> **WHAT YOU ARE ASKED TO DO**: Each line from the one with "Each returned marker MUST fall on one instance of the tent" through the end of the records below should be transcribed exactly, and each picture should be skipped.

Referring expression data

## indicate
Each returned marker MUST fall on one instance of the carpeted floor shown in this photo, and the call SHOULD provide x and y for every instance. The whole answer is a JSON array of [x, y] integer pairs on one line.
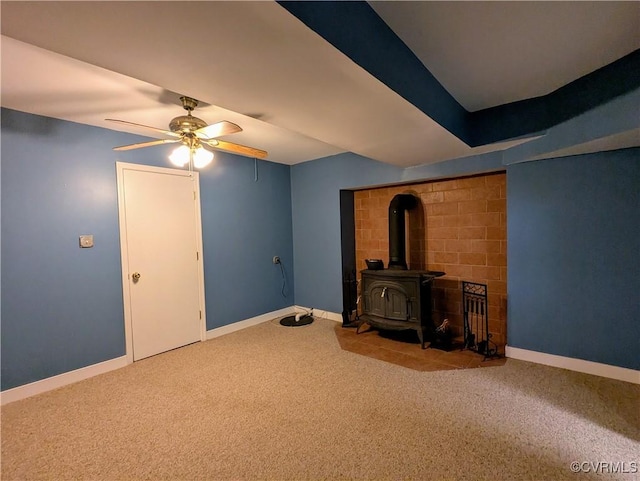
[[403, 348], [277, 403]]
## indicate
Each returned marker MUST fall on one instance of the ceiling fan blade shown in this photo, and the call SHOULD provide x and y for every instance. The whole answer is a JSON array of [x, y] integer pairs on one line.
[[146, 144], [236, 148], [155, 129], [224, 127]]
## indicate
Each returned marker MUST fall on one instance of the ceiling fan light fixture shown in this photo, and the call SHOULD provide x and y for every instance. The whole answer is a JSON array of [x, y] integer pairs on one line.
[[202, 158], [180, 156]]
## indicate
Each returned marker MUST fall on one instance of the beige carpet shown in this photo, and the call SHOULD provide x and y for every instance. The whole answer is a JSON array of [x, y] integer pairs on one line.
[[278, 403]]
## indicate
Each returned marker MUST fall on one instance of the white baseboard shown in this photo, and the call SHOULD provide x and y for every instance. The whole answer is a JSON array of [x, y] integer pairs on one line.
[[54, 382], [579, 365], [236, 326], [319, 313]]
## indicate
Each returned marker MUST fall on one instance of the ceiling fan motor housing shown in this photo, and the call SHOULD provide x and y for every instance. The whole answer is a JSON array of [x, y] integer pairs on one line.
[[186, 123]]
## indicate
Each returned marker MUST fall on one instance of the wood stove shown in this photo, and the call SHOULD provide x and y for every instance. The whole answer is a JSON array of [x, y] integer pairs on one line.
[[398, 298]]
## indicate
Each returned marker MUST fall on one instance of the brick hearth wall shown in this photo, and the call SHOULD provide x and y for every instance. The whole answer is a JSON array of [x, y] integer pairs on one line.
[[459, 228]]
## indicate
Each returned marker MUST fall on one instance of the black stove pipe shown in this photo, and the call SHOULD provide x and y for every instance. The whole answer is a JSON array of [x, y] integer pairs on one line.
[[397, 253]]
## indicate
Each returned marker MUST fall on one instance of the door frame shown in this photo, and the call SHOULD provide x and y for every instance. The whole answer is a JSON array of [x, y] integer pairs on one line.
[[124, 253]]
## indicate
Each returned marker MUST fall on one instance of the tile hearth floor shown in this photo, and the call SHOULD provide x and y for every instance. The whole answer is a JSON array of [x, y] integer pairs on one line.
[[403, 348]]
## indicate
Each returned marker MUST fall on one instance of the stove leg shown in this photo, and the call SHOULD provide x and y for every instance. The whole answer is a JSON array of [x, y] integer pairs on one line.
[[421, 337]]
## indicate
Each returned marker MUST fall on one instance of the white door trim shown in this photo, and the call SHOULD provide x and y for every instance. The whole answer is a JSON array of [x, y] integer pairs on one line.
[[124, 254]]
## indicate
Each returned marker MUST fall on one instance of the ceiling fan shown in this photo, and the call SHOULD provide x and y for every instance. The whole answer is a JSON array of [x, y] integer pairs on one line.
[[194, 133]]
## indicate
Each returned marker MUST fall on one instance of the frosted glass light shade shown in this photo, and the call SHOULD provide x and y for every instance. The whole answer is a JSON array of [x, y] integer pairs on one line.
[[180, 156], [202, 158]]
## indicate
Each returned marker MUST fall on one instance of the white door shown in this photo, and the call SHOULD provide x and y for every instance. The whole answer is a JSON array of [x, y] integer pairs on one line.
[[161, 261]]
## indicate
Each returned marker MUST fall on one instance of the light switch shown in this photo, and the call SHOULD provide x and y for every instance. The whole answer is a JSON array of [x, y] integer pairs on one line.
[[86, 241]]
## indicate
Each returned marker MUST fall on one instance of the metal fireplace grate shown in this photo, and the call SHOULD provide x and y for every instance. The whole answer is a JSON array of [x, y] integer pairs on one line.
[[476, 320]]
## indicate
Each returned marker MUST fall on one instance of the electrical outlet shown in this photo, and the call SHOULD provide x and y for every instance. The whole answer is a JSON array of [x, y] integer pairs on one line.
[[86, 241]]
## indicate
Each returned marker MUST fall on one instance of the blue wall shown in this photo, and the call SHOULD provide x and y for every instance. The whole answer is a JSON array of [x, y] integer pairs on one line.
[[574, 257], [61, 305]]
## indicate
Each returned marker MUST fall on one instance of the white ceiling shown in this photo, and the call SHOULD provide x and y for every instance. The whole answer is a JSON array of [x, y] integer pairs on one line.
[[295, 95]]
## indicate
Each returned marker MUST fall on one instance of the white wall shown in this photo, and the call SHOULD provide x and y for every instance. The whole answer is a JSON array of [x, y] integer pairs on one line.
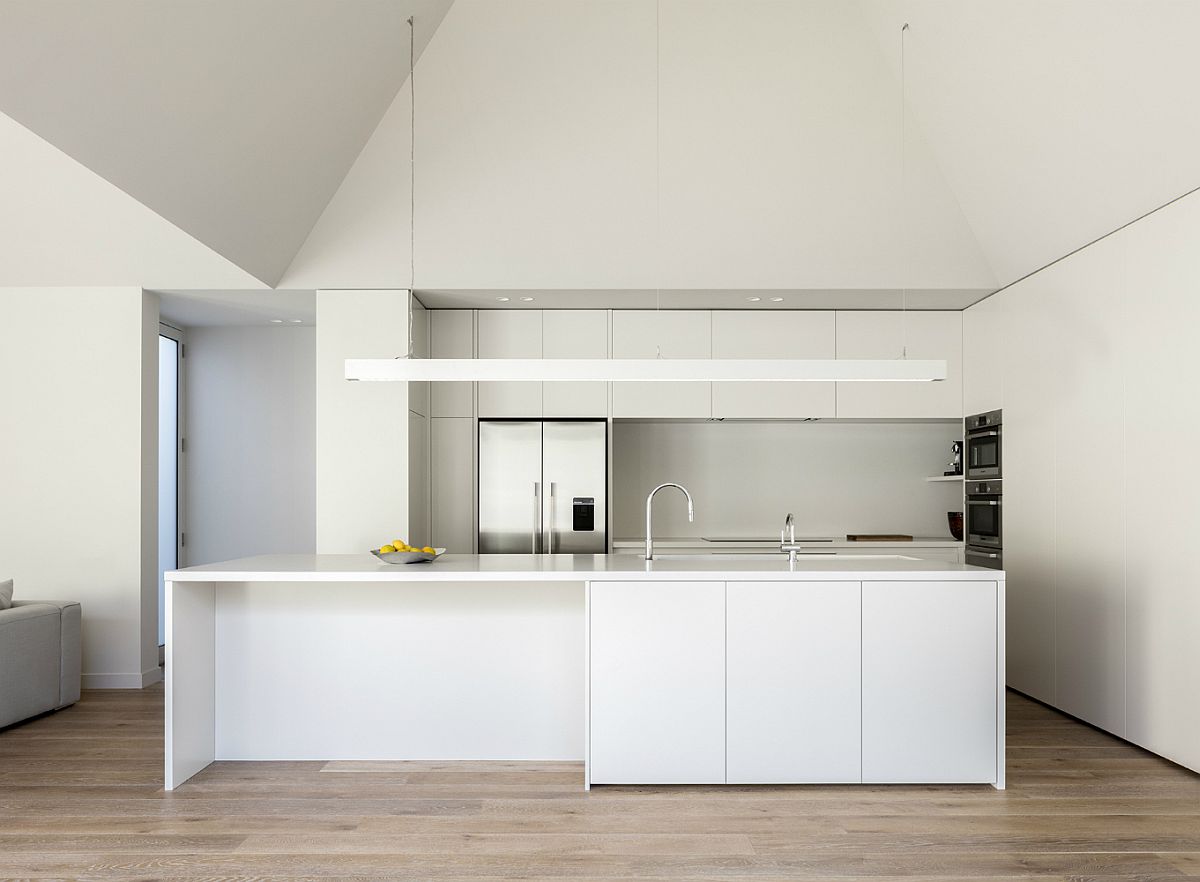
[[837, 478], [363, 457], [251, 442], [78, 466], [64, 225], [1099, 369], [535, 156]]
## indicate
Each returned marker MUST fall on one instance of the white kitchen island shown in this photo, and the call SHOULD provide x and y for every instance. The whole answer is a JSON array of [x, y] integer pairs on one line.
[[678, 671]]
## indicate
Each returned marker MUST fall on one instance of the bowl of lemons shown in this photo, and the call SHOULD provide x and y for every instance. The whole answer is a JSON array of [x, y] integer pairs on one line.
[[399, 552]]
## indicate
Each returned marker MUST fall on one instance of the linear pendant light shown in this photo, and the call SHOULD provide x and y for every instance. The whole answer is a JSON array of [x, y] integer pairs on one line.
[[408, 369], [647, 370]]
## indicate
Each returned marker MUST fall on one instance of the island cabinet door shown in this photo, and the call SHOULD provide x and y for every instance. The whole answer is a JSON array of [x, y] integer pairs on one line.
[[793, 682], [657, 683], [929, 683]]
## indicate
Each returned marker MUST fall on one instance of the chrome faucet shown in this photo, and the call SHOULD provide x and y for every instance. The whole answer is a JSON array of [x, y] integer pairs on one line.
[[787, 539], [649, 515]]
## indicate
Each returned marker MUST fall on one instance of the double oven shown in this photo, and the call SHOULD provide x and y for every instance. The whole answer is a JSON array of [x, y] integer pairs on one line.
[[984, 490]]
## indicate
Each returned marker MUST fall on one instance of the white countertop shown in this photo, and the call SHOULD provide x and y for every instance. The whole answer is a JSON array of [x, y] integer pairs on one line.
[[816, 544], [573, 568]]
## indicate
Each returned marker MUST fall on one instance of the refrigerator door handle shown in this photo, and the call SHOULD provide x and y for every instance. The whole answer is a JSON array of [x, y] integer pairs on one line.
[[537, 516]]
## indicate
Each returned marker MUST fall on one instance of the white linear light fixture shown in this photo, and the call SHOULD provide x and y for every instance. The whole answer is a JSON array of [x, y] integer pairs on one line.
[[409, 369]]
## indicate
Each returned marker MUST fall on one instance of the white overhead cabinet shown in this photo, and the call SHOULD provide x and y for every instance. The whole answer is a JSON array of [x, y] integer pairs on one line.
[[677, 334], [882, 335], [793, 678], [741, 334], [451, 336], [930, 691], [575, 334], [509, 334], [657, 683]]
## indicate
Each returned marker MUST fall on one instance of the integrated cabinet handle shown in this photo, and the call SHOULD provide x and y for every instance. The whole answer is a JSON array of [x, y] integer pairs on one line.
[[537, 516]]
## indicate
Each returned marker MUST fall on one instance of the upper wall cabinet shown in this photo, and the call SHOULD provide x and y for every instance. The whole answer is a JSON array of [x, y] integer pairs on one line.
[[883, 335], [451, 336], [509, 334], [983, 379], [678, 334], [575, 334], [773, 335]]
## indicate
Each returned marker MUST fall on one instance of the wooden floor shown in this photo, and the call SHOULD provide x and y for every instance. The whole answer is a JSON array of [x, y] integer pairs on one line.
[[81, 797]]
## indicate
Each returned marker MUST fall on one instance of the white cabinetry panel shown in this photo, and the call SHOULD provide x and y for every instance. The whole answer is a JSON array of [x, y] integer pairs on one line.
[[1090, 565], [451, 336], [575, 334], [657, 682], [1029, 462], [882, 335], [742, 334], [929, 691], [509, 334], [681, 334], [793, 679], [453, 490], [983, 346]]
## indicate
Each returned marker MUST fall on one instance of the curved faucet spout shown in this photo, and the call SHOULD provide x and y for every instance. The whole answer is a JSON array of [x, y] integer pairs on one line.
[[649, 514]]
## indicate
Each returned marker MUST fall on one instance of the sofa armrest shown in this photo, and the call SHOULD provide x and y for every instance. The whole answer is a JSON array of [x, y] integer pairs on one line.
[[70, 646], [30, 658]]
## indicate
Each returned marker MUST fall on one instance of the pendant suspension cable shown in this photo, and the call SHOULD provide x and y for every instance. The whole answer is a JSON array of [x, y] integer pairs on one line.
[[904, 197], [658, 181], [412, 175]]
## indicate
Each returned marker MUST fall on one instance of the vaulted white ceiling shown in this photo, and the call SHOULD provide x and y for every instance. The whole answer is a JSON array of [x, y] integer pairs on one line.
[[234, 120], [275, 132]]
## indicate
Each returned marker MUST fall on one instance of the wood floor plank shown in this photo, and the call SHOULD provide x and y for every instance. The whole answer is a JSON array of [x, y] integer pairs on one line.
[[81, 798]]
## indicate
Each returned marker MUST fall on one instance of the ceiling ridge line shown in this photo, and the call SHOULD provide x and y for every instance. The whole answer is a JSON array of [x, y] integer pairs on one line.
[[1090, 244]]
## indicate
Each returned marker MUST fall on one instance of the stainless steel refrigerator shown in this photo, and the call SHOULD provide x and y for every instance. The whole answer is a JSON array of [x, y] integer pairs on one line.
[[543, 487]]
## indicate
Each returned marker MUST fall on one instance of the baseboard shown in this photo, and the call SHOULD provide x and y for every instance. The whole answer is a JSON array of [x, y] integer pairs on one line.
[[121, 681]]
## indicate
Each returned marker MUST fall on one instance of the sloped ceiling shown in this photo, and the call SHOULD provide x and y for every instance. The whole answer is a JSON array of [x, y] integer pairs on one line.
[[233, 119], [1054, 121]]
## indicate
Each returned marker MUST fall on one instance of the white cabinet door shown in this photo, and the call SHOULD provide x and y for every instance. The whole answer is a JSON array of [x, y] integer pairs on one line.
[[509, 334], [741, 334], [575, 334], [1029, 460], [929, 682], [793, 679], [983, 347], [451, 336], [679, 334], [1162, 425], [1090, 517], [882, 335], [453, 483], [657, 682]]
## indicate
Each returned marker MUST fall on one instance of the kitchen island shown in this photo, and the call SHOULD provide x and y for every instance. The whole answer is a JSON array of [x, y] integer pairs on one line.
[[675, 671]]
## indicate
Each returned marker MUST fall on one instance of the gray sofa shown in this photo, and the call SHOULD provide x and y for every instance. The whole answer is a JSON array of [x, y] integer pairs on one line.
[[40, 658]]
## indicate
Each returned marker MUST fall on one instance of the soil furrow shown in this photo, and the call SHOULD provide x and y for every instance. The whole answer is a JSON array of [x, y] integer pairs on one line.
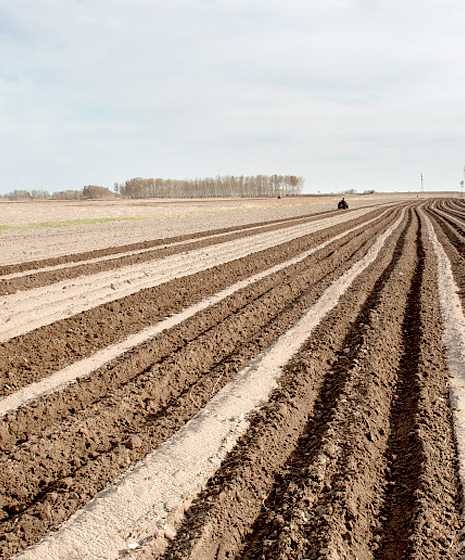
[[155, 243], [38, 354], [91, 439], [263, 465], [139, 253], [354, 455], [24, 312]]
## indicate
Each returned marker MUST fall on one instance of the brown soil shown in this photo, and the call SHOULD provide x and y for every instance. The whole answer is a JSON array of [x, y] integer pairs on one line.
[[353, 456]]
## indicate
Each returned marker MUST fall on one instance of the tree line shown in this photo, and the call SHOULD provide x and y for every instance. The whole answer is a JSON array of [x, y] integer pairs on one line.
[[210, 187]]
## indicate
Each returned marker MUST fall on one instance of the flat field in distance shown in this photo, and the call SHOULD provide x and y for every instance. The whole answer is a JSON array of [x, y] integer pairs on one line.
[[233, 379]]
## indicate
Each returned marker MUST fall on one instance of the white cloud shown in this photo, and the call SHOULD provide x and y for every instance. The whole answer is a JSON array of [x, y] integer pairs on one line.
[[94, 91]]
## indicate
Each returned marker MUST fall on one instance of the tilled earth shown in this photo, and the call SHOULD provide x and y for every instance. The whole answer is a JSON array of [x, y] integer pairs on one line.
[[352, 457]]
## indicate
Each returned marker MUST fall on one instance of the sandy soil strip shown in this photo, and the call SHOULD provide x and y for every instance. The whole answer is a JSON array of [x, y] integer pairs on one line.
[[86, 366], [454, 339], [23, 312], [147, 496], [122, 254]]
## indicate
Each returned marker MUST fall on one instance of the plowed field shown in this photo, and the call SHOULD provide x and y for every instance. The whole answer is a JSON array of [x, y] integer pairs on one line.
[[283, 389]]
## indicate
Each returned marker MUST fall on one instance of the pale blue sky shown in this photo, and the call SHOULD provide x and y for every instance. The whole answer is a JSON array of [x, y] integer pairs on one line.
[[349, 94]]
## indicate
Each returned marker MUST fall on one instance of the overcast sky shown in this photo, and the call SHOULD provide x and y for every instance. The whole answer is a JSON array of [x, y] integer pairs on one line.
[[346, 93]]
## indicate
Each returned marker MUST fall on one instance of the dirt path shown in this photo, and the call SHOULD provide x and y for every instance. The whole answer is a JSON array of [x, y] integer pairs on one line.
[[352, 456]]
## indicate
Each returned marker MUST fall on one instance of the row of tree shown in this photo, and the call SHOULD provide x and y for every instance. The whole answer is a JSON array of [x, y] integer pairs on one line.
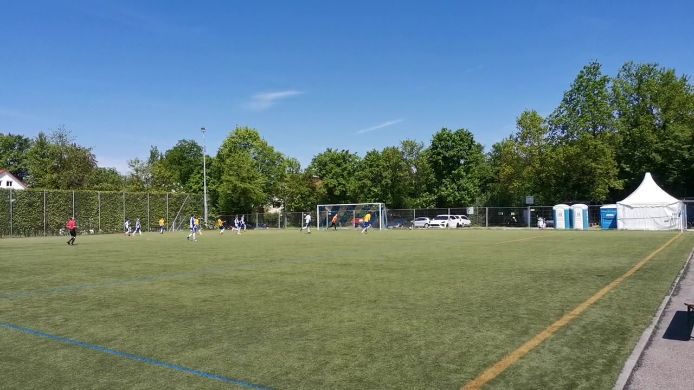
[[594, 147]]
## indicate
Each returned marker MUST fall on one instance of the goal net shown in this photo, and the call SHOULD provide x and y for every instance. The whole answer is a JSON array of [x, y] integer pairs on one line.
[[350, 215]]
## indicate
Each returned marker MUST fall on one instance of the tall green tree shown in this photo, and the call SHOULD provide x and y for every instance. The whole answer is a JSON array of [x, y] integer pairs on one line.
[[522, 162], [583, 134], [57, 162], [459, 167], [250, 172], [297, 191], [655, 116], [180, 168], [333, 172], [106, 179], [382, 177], [420, 176], [13, 154]]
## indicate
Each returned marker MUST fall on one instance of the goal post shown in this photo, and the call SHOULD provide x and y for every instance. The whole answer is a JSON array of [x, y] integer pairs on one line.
[[351, 215]]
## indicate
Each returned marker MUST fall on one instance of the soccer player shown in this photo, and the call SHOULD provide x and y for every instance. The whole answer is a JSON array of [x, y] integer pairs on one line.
[[71, 226], [333, 222], [138, 227], [197, 226], [193, 228], [237, 225], [367, 223], [307, 223]]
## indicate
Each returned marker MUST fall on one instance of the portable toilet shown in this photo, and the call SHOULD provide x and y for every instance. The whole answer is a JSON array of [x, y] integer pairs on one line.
[[562, 216], [608, 217], [579, 215]]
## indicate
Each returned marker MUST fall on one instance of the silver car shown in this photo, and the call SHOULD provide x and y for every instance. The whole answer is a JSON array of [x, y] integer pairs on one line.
[[444, 221], [421, 222]]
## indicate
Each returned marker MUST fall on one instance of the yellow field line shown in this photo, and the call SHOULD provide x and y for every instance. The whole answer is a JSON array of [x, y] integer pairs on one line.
[[521, 239], [500, 366]]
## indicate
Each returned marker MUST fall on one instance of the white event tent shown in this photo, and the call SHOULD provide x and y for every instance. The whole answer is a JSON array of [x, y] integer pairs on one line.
[[649, 207]]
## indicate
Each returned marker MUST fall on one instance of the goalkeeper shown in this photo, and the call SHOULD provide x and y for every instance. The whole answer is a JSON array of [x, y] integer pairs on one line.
[[367, 223], [333, 222]]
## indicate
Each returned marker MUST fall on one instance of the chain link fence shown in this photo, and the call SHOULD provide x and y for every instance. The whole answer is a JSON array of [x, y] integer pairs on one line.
[[44, 212]]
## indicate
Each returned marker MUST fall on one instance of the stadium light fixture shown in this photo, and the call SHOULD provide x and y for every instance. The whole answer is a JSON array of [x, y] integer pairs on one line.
[[204, 172]]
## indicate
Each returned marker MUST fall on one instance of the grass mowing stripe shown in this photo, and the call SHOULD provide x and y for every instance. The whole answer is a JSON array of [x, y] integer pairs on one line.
[[510, 359], [521, 239], [130, 356]]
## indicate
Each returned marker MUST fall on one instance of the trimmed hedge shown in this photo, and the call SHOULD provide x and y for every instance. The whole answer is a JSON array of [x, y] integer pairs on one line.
[[44, 212]]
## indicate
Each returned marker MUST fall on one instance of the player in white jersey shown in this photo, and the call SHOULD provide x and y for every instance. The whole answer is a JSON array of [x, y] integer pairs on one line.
[[193, 228], [138, 227], [307, 223]]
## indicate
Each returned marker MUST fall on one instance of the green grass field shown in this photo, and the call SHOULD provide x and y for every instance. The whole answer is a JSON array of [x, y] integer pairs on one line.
[[327, 310]]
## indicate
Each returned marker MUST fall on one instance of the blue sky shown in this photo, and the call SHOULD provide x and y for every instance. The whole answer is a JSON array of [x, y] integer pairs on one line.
[[358, 75]]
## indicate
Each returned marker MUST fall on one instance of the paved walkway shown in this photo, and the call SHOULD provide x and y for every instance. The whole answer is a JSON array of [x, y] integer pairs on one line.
[[664, 358]]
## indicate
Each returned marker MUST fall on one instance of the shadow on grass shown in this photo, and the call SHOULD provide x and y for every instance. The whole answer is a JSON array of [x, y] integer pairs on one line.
[[680, 327]]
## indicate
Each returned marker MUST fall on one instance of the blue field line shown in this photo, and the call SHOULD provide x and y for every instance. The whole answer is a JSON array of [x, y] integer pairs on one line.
[[18, 294], [131, 356]]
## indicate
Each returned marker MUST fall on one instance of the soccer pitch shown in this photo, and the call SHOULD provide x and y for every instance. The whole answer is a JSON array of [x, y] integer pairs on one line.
[[425, 309]]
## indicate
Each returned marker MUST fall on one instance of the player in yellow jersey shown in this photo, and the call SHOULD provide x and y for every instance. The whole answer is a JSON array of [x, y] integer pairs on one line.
[[367, 223], [220, 225]]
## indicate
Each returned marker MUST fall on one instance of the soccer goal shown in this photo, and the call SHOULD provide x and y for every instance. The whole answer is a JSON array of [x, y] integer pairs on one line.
[[350, 215]]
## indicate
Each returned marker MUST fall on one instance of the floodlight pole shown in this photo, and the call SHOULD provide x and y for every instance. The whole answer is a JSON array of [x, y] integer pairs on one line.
[[204, 172]]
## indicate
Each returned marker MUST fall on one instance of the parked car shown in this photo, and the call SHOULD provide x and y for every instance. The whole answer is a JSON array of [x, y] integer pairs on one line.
[[397, 223], [444, 221], [464, 221], [421, 222]]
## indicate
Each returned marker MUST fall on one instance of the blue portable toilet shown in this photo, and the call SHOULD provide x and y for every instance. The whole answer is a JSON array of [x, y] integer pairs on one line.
[[608, 217], [562, 216], [579, 216]]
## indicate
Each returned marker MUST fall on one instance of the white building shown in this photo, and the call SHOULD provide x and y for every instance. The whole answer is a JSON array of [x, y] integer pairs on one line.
[[9, 182]]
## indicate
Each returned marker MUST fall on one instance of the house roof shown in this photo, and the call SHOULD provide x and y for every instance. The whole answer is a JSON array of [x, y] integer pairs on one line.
[[16, 180]]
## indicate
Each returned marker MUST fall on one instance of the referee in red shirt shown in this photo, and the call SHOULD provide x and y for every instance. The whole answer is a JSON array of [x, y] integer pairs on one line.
[[71, 226]]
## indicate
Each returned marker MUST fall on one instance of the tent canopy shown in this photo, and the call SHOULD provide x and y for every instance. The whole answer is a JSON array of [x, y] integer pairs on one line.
[[649, 207], [649, 193]]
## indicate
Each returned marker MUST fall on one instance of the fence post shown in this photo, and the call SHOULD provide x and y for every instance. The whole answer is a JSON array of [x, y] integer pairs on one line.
[[149, 225], [44, 213], [10, 212]]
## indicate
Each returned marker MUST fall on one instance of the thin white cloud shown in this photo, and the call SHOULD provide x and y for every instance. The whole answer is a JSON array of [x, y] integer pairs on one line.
[[380, 126], [265, 100], [11, 113]]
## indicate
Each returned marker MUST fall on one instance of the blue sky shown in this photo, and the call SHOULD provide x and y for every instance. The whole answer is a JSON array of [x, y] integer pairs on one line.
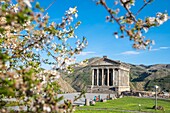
[[99, 33]]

> **EXERCISE RESPONSE**:
Each returned marker MUST fall on one instance of the tent canopy shown in this photo, and the call SHOULD provide x and y for every instance. The whole answer is a JSON array of [x, y] integer pairs on one line.
[[649, 207], [649, 193]]
## indicate
Each returned marker MUST fall on one instance of the fence post shown in this photo, and the call SHOULD provide x and y for every instance. The whole answer is a JSON array of [x, y] integer pairs on one line.
[[149, 225], [44, 213], [10, 212]]
## indicate
Each returned marker MUST fall on one instance of the thin white cloud shown in this photo, and the call SHOULD provide x and y for every instance. The whole answer is a JSON array of [x, y] integer pairs on one line.
[[380, 126], [265, 100], [11, 113]]
## indicate
Each returned marker MUST fall on one instance of the blue sky shown in this photo, and the call SHOULD provide x and y for every instance. The whole answer is a JSON array of [x, y] integer pairs on one line.
[[99, 33]]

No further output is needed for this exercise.